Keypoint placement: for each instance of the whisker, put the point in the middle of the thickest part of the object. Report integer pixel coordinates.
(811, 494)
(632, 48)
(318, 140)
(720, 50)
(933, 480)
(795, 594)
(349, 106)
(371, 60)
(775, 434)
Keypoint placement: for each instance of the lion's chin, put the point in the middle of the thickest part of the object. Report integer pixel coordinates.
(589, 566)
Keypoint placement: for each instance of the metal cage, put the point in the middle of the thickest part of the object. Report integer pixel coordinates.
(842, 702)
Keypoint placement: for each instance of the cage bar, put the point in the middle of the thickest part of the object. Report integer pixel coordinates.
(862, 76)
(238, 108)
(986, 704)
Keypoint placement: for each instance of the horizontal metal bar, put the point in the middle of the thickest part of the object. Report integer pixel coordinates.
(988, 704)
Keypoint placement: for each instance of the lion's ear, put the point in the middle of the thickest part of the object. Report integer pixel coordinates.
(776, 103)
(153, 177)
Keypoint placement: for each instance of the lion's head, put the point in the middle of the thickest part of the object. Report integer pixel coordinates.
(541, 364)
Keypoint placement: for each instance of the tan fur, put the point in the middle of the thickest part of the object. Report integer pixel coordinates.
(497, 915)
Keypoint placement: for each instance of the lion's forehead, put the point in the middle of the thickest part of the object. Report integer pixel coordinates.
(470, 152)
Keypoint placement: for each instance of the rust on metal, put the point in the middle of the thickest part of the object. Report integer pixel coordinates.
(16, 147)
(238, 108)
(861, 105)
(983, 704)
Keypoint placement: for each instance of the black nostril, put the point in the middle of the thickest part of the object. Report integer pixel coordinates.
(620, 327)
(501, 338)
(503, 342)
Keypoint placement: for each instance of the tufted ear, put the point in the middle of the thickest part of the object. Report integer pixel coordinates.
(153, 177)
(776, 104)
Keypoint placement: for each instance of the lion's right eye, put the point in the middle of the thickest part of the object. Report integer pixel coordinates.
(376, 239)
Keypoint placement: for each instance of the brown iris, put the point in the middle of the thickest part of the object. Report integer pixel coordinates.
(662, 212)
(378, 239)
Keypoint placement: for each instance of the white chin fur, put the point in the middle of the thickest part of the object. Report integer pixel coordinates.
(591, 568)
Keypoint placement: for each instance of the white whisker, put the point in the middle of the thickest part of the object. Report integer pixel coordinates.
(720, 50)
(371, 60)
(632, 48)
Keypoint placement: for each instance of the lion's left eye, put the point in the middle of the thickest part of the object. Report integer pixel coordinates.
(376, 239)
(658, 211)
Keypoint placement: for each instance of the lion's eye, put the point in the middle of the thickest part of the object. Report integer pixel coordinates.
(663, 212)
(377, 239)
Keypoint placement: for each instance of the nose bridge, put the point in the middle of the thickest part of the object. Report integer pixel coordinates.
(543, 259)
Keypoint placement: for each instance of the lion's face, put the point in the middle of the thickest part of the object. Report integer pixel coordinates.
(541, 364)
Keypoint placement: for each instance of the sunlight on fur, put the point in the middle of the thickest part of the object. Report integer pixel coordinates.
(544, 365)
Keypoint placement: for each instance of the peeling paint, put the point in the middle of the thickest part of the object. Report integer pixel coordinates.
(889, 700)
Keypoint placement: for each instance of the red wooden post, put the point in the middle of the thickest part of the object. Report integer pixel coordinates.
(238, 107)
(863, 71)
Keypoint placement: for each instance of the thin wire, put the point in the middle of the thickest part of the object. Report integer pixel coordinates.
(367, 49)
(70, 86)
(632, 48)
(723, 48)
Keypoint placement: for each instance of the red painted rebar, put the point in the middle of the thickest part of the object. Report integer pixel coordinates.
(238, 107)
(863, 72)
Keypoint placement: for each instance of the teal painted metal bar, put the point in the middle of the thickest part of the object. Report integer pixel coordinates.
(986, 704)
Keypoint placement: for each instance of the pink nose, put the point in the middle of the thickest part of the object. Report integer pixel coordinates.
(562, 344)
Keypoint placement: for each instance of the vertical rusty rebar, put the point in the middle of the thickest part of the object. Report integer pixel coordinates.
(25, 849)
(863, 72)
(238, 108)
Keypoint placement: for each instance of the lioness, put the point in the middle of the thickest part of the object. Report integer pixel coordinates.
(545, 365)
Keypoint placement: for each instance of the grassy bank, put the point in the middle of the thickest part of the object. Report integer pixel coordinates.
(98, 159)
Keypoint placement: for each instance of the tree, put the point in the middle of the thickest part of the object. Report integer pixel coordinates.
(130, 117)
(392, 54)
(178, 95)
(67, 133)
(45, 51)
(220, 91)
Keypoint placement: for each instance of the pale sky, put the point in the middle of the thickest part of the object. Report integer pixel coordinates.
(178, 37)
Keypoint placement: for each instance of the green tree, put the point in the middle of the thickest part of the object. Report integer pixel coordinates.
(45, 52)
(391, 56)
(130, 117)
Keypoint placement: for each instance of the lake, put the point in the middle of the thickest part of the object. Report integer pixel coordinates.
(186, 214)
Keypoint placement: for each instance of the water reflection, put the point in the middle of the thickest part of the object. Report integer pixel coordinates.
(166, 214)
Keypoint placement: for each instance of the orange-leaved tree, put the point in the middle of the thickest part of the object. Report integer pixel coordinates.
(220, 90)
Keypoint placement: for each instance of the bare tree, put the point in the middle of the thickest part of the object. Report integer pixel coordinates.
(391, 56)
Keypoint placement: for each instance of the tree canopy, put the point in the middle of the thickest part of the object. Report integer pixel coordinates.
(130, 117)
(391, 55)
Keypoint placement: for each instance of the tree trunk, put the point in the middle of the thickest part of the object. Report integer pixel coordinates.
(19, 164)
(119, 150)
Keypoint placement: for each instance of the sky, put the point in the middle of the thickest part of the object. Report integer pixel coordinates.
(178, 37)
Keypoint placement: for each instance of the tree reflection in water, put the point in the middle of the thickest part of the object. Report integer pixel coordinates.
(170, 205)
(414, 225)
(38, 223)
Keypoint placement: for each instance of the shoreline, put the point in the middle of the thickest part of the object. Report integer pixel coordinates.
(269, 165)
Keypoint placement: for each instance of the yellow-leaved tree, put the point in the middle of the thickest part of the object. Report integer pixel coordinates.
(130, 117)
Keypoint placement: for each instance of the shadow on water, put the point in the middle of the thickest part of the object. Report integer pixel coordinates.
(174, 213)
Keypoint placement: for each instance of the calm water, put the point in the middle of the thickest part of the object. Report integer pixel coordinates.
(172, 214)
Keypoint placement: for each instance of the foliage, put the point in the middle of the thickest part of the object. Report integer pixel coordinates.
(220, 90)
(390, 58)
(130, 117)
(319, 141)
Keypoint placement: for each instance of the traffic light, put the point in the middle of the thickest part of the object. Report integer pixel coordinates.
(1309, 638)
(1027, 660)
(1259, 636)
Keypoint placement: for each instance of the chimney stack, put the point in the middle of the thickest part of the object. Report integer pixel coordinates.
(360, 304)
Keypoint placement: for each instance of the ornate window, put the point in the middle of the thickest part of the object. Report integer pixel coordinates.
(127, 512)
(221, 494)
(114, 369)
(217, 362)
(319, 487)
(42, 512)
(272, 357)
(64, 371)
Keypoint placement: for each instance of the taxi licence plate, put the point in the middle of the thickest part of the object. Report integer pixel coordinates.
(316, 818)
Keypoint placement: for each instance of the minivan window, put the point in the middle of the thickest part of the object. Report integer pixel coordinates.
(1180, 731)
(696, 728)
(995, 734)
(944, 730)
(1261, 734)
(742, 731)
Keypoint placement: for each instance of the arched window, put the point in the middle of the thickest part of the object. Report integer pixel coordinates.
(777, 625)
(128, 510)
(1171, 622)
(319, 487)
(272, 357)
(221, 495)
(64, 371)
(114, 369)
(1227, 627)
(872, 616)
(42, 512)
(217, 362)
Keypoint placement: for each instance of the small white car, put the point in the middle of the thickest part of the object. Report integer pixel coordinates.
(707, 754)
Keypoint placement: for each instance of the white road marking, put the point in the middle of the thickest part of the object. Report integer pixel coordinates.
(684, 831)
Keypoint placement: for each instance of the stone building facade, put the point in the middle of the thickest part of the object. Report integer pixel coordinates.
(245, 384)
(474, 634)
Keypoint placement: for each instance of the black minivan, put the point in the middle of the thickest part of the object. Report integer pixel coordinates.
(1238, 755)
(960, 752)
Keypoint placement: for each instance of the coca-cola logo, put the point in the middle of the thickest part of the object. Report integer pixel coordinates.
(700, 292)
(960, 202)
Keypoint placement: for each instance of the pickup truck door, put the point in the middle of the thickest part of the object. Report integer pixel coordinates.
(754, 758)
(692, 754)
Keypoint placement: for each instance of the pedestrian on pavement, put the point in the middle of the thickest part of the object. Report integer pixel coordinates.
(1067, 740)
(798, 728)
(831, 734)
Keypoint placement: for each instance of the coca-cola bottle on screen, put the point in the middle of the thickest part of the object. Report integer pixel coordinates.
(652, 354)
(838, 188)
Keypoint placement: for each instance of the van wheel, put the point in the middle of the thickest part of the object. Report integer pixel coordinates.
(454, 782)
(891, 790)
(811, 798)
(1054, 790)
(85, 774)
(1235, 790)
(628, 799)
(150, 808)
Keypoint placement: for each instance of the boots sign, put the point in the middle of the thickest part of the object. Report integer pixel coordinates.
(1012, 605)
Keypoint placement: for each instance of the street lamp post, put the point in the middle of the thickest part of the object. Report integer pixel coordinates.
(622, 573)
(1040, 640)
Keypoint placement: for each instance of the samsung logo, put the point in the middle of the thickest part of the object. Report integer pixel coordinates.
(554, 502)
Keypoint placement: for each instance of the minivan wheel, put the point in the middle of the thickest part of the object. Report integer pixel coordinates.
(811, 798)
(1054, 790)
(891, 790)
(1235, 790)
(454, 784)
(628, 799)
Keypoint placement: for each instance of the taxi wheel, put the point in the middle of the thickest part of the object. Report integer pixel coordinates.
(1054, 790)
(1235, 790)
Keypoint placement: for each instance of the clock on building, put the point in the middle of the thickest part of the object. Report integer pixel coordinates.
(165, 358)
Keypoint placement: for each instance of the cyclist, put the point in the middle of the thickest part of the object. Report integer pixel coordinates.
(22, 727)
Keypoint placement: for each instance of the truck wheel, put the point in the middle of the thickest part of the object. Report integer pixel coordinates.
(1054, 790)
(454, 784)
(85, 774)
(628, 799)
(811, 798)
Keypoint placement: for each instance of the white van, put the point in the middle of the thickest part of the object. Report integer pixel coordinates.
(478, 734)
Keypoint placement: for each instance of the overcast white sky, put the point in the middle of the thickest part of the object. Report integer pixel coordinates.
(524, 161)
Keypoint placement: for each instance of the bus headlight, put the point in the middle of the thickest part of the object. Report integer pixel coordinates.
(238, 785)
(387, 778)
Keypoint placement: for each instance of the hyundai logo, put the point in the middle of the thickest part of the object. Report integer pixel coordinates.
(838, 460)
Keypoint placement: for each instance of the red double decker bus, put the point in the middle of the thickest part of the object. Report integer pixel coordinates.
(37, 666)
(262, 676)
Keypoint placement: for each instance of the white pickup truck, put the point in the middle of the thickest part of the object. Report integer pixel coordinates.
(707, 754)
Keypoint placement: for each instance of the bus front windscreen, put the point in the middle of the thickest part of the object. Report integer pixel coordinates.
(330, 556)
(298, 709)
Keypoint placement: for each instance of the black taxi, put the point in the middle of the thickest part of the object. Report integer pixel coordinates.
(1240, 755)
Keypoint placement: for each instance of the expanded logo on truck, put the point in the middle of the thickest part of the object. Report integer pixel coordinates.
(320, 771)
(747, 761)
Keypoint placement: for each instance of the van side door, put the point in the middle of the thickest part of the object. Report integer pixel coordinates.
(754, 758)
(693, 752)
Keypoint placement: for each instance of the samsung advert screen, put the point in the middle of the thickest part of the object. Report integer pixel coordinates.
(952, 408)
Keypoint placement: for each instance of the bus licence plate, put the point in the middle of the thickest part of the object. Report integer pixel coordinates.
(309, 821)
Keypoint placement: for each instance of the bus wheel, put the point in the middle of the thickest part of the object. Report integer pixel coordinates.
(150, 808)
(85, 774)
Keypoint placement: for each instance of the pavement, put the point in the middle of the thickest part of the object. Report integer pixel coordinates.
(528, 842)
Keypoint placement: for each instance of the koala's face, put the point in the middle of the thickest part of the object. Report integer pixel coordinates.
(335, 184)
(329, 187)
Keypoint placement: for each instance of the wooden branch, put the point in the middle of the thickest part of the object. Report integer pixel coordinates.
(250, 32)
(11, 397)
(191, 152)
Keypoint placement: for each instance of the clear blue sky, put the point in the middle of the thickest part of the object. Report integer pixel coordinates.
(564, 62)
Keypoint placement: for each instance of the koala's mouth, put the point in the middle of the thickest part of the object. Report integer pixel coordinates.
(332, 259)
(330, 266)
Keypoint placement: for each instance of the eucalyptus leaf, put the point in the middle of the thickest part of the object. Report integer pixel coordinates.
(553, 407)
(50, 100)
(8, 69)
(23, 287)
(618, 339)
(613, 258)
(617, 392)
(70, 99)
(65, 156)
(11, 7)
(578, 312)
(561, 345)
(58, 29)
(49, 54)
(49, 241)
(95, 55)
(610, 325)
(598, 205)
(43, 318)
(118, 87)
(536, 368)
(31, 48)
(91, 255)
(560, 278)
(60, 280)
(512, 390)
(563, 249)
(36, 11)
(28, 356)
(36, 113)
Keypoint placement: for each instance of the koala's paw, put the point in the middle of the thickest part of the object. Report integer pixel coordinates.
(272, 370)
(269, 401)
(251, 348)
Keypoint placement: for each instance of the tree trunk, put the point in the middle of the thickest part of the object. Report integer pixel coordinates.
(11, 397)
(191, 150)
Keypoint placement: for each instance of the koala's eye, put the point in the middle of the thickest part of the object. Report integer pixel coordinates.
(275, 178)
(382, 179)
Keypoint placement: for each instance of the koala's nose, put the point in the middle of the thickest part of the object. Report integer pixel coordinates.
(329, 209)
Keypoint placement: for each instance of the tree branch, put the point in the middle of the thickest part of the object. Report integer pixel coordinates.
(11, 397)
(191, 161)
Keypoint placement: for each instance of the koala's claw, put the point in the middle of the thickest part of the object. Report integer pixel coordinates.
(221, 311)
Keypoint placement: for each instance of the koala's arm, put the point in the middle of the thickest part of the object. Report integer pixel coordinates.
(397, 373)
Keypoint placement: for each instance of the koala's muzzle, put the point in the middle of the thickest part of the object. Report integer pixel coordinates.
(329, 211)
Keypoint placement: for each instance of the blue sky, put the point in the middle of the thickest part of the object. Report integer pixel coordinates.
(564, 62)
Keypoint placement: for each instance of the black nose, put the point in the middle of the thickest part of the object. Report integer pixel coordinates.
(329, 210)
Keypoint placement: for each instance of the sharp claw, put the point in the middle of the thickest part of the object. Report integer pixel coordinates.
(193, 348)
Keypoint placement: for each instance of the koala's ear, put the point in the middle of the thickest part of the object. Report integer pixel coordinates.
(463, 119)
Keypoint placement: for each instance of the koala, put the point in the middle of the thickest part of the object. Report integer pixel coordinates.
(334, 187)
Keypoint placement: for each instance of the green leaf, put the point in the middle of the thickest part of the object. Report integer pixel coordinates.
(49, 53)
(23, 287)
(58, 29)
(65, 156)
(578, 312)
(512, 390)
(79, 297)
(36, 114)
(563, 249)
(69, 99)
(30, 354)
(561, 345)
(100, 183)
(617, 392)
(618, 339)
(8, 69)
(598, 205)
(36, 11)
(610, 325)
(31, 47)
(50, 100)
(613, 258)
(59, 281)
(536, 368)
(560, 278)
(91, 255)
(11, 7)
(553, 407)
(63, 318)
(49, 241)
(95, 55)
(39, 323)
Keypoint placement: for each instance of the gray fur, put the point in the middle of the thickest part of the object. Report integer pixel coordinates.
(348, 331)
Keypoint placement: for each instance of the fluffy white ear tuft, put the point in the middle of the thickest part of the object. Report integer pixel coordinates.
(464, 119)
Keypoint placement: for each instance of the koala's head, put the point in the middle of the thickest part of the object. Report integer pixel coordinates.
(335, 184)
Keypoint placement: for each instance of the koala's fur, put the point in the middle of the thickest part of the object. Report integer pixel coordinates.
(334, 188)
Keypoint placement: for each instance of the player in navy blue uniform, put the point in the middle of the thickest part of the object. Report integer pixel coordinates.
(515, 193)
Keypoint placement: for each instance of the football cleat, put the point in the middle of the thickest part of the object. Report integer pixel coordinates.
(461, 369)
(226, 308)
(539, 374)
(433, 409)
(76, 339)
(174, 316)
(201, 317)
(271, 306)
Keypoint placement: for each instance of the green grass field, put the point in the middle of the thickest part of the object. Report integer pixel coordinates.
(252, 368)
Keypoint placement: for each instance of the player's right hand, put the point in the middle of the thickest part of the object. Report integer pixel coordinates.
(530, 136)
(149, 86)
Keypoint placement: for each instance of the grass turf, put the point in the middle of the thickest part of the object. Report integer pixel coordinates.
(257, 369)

● ● ●

_ÉNONCÉ DU PROBLÈME_
Extrayez sans la moindre modification les lignes de la liste, de celle qui contient « Keypoint placement: for each instance of the green grass » jusqu'à la fin de la liste, ces deux bornes comprises.

_RÉPONSE AU PROBLÈME_
Keypoint placement: for each instance of the green grass field, put the point in the middle of the thickest part of the object. Report integer pixel coordinates.
(252, 368)
Keypoint placement: for each instance of the player's right hand, put the point in the middle of the thickest part of the object. Report integer pixel coordinates.
(530, 136)
(149, 86)
Keypoint placement: for each instance of the grass turf, put the point in the middle of the thickest part of the object. Report integer pixel coordinates.
(257, 369)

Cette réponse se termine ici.